• _Exercise aim_
Swap "even-odd rule" for "nonzero winding rule" in the listing, from the line with "Draw the outline of every instance of the green" through the end of the listing. Return only those lines, with nothing else changed.

# Start of Dataset excerpts

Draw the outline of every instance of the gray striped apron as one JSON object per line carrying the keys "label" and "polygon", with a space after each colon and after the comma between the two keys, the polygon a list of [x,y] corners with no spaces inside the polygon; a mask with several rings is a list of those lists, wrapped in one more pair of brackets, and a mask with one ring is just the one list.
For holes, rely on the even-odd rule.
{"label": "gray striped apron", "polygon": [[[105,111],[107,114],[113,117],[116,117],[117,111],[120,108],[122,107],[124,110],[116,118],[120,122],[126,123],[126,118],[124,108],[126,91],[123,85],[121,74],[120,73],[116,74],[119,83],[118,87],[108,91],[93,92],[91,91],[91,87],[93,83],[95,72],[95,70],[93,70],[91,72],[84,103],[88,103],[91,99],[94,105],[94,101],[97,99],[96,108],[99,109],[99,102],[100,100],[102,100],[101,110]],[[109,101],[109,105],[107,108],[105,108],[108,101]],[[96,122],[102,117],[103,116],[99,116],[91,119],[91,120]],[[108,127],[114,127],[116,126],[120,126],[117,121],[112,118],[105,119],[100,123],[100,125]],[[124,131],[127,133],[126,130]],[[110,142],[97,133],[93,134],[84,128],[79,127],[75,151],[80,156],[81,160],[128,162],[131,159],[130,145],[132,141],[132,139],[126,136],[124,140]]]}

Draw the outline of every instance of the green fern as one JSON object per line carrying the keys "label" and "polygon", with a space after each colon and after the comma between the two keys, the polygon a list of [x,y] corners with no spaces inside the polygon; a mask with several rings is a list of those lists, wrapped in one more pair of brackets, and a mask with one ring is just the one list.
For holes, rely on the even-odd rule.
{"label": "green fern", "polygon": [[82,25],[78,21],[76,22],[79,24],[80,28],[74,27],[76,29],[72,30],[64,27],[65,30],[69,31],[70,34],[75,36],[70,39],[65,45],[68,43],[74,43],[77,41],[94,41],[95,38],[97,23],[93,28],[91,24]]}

# End of Dataset excerpts

• _The completed task_
Draw the outline of every instance of the green fern as one JSON object per line carrying the keys "label" and "polygon", with a space after each colon and after the comma between the two keys, the polygon a list of [x,y] corners with no spaces inside the polygon; a mask with several rings is a list of those lists, wrapped in one more pair of brackets, and a mask with one ring is just the one list.
For holes, rely on the nonzero winding rule.
{"label": "green fern", "polygon": [[82,25],[78,21],[76,22],[79,24],[80,28],[74,27],[76,29],[72,30],[64,27],[65,30],[69,31],[70,34],[75,36],[70,39],[65,45],[68,43],[74,43],[77,41],[94,41],[95,38],[97,23],[93,28],[91,24]]}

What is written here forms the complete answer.